Records from a data collection:
---*---

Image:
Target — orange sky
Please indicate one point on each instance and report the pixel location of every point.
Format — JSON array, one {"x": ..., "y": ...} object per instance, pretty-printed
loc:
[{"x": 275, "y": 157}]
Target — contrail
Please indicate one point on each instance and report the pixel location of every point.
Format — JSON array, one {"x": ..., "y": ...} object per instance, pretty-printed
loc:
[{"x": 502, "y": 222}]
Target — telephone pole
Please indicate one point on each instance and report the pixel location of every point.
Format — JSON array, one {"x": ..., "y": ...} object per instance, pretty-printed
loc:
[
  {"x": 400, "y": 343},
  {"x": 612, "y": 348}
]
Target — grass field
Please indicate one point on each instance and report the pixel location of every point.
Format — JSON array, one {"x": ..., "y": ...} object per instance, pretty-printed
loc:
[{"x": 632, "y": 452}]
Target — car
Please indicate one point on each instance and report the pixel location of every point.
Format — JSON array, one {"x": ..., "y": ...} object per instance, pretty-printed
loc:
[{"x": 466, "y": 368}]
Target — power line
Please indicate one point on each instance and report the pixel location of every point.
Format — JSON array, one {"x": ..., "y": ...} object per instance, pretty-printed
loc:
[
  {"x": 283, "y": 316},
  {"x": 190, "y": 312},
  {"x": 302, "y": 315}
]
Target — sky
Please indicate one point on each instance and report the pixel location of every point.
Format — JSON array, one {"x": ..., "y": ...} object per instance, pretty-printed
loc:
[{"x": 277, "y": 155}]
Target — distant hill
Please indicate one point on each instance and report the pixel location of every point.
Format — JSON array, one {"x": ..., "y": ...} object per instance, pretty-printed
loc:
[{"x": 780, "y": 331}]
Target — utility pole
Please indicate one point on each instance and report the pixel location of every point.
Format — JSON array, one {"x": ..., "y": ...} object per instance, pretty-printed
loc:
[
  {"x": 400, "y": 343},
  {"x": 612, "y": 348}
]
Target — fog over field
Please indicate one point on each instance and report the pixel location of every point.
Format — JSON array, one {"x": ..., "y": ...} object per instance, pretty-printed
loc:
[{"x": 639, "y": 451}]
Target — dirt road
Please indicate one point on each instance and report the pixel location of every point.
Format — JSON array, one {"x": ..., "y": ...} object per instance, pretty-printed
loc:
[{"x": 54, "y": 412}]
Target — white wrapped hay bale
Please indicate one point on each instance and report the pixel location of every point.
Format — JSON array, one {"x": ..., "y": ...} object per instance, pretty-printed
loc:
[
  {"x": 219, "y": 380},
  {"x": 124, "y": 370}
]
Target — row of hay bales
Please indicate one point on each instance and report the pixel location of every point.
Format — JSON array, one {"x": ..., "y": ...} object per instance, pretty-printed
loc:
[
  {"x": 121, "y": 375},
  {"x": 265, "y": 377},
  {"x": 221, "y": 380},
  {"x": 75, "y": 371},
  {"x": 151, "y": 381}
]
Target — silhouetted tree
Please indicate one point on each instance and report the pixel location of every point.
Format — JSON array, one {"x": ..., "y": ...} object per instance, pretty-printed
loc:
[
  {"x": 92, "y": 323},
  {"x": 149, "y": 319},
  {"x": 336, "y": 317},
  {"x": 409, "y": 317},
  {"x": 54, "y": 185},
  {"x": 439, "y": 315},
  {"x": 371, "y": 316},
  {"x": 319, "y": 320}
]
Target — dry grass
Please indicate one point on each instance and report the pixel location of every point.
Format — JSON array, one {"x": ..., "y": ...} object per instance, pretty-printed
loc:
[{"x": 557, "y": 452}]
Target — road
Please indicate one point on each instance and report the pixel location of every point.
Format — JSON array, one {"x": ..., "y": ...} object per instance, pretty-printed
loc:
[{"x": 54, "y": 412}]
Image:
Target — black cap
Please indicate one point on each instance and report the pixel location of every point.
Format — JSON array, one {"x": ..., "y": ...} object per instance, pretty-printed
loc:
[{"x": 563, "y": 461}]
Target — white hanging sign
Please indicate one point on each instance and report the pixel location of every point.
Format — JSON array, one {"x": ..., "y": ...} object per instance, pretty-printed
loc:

---*---

■ Short task ■
Take the line in which "Target — dry grass" occurs and each subsequent line through the end; give these lines again without alteration.

■ Output of the exercise ■
Target — dry grass
Please indicate one point on each instance and report the pixel location of every point.
Format — JSON array, one {"x": ..., "y": ...} object per instance, pretty-printed
loc:
[{"x": 557, "y": 452}]
Target — road
Please indicate one point on each instance and report the pixel location of every point.
Format — JSON array, one {"x": ..., "y": ...} object per instance, pretty-printed
loc:
[{"x": 54, "y": 412}]
Image:
Target — black cap
Please indicate one point on each instance and report the pixel location of every point.
Format — JSON array, one {"x": ..., "y": ...} object per instance, pretty-printed
loc:
[{"x": 563, "y": 461}]
Target — white hanging sign
Please indicate one point on each instance and report the pixel location of every point.
Format — JSON array, one {"x": ..., "y": ...} object per instance, pretty-printed
loc:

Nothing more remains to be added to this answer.